TASK DETAILS: Reproduce the items below from the line containing "below, one point per instance." through the final line, inclusive, adding -139 to every coordinate in the answers. Leave out the pictures.

━━━━

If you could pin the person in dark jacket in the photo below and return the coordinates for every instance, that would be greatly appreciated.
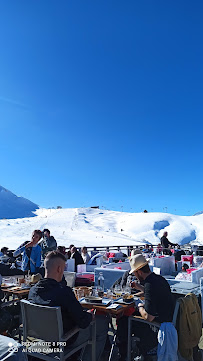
(165, 242)
(50, 291)
(48, 243)
(77, 257)
(158, 307)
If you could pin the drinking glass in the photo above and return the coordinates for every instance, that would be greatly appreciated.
(100, 291)
(80, 294)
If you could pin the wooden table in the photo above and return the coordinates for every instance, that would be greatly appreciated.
(102, 308)
(113, 314)
(16, 292)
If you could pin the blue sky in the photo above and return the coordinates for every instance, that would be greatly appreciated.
(101, 103)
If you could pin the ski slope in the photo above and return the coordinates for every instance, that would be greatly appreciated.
(94, 227)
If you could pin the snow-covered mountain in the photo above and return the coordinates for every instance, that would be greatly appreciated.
(95, 227)
(12, 206)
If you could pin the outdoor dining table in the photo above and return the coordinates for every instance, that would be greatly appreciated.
(103, 309)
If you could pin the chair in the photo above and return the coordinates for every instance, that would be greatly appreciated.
(70, 278)
(44, 324)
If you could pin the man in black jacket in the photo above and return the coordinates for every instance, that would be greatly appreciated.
(77, 257)
(50, 291)
(158, 307)
(48, 243)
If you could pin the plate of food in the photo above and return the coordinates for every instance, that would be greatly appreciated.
(93, 299)
(126, 299)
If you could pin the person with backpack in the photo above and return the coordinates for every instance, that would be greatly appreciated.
(31, 253)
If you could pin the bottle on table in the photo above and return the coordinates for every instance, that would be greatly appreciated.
(100, 285)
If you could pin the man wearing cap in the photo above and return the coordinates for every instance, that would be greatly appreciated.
(158, 306)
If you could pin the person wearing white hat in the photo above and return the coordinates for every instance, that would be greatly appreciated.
(158, 306)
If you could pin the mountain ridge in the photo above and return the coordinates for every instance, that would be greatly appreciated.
(12, 206)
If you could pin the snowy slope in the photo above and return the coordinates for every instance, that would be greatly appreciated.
(12, 206)
(94, 227)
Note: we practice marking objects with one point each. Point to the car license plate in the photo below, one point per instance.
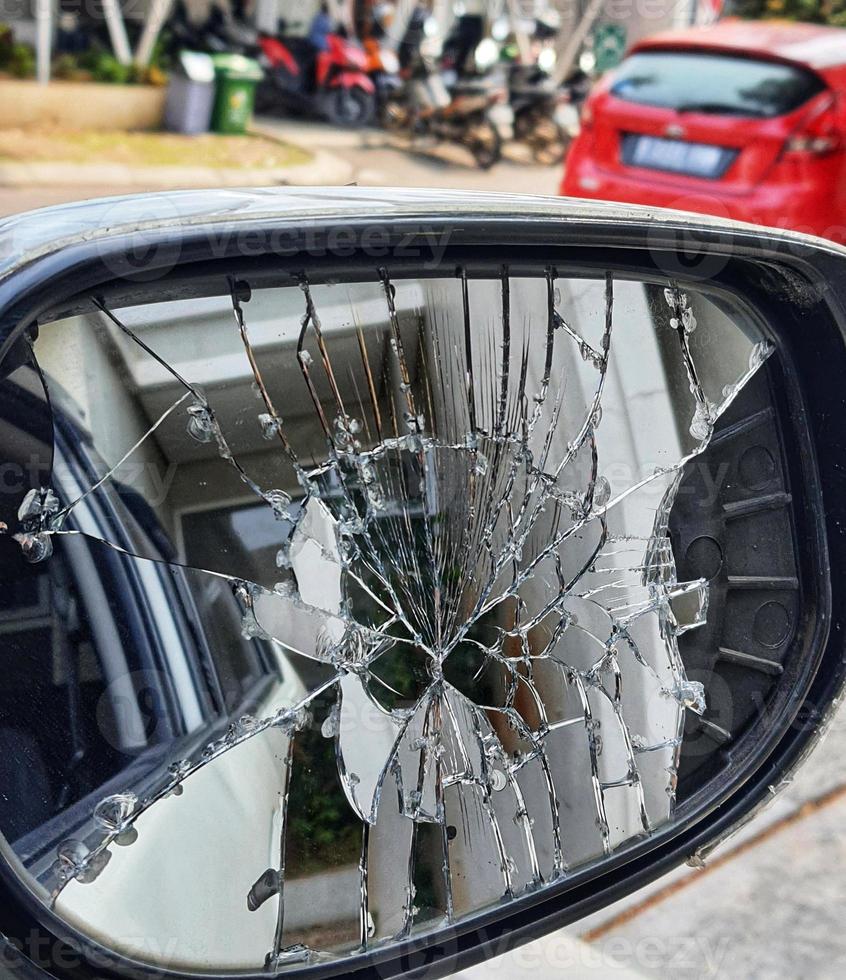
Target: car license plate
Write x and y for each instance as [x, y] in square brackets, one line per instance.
[676, 156]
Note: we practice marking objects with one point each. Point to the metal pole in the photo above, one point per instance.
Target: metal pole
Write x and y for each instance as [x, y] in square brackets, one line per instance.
[43, 39]
[524, 44]
[571, 50]
[156, 16]
[117, 31]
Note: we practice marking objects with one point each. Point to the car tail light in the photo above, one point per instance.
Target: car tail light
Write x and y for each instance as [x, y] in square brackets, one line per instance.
[817, 135]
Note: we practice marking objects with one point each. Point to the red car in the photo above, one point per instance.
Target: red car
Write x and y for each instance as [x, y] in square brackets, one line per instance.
[740, 119]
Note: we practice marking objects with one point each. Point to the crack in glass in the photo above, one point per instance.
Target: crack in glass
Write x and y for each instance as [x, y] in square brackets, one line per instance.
[481, 606]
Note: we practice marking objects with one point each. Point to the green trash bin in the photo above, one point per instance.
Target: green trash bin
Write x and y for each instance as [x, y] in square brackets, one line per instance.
[236, 78]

━━━━

WRITTEN RESPONSE:
Note: we practice marking objects with one point each. Point to the car license plate in the photo below, one point per instance.
Target: car license plate
Write x and y for each instance as [x, y] in square brackets, one line per instance.
[537, 17]
Note: we practice marking objects with one point each. Point to the metal pole in the photo above, one point per instance.
Target: metal pole
Write x and y for each instance as [x, y] in square brackets, one line per instance.
[-96, -100]
[385, -95]
[432, -89]
[17, -123]
[-22, -108]
Note: we practice marking objects with one point each. Point to the car tail light in the photo above, one point per instance.
Target: car tail light
Write x and y for each instance as [x, y] in square brackets, one line per instance.
[678, -4]
Note: we practice marking objects with one point each. Point to the red car in the photo above, one point per instance.
Target: red car
Write x and y for each instance as [x, y] in square brackets, one line per instance.
[601, -20]
Note: we practice marking objects with one point each. Point to the crack in glass in the photo above, one point per instance.
Target: crack in glass
Write x and y for each instance as [x, y] in square brackets, one line per instance.
[342, 467]
Note: we practice marking objects with one point each. Point to the green trash bin in the photo above, one point per instance.
Target: green trash bin
Write x and y for each instance as [x, y] in square brackets, one line per instance.
[97, -61]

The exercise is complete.